— TO DO —
Only one stretch of the data below should be repeated: the lines from the line containing "Mark a point on each instance of the store" through the line containing "Mark a point on each instance of the dark", inclusive, exactly as they are.

— DATA RECORDS —
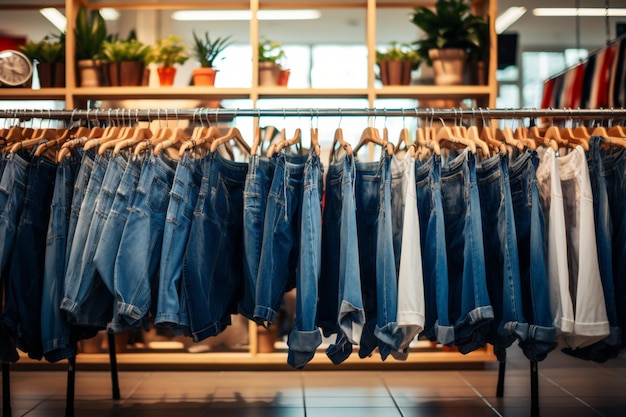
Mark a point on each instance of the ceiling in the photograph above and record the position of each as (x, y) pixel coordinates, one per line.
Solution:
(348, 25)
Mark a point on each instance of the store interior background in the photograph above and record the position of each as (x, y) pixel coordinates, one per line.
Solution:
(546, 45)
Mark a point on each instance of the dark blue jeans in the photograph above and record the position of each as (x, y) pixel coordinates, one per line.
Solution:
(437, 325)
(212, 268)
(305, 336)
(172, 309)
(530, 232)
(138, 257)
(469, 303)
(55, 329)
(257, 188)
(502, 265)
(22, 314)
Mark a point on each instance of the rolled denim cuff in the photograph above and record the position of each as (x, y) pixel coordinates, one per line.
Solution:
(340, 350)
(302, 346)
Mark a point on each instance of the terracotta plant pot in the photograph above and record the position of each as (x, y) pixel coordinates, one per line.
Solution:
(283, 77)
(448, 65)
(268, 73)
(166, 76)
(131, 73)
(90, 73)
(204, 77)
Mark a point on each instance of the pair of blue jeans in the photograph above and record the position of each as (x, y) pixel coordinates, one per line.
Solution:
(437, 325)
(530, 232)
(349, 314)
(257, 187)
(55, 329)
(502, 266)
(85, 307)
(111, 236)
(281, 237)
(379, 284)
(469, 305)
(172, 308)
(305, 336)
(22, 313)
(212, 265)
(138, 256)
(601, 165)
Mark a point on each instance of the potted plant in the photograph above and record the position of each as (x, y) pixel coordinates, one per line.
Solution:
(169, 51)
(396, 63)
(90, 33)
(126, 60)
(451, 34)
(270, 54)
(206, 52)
==
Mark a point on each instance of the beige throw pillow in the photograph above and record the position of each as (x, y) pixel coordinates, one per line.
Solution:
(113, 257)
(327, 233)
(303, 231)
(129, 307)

— EXPECTED ANSWER —
Mark a point on each instance of the store interior background in the photograph above and record the position of each as (x, y) pixel coordinates, one per line.
Solution:
(546, 45)
Mark a point on each instance of the dark blue jeans in the photograph above and record the position of each as (x, y) pixel coordinates, one per line.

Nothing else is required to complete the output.